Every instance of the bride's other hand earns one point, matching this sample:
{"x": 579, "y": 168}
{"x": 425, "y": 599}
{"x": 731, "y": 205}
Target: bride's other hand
#####
**TASK INSTRUCTIONS:** Would you set the entries down again, exactly as they were written?

**RESULT:**
Every instance of the bride's other hand earns one point, matching this sample:
{"x": 579, "y": 168}
{"x": 425, "y": 599}
{"x": 731, "y": 205}
Target: bride's other hand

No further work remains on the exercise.